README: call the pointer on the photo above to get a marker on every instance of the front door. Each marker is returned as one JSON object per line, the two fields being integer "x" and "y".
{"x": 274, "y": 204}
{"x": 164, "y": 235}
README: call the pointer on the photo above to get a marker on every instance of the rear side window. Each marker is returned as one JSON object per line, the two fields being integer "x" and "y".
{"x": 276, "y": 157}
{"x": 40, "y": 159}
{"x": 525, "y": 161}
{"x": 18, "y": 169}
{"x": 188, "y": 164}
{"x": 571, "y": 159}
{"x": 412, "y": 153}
•••
◆ Written instruction: Swap each "marker" in the items above for "pin", and leave all other text as it is.

◆ Task answer:
README: call the pointer on the photo above to get a pin on every instance of the front door. Each pin is returned as one JSON object per line, the two fields being integer "x" and "y".
{"x": 274, "y": 204}
{"x": 164, "y": 235}
README: call the pointer on the photo above to get a pin on every instance of the rear side window. Each pin is returned as one JSON object per line, the two fields being integer "x" and "y".
{"x": 276, "y": 157}
{"x": 40, "y": 159}
{"x": 525, "y": 161}
{"x": 18, "y": 169}
{"x": 188, "y": 164}
{"x": 571, "y": 159}
{"x": 412, "y": 153}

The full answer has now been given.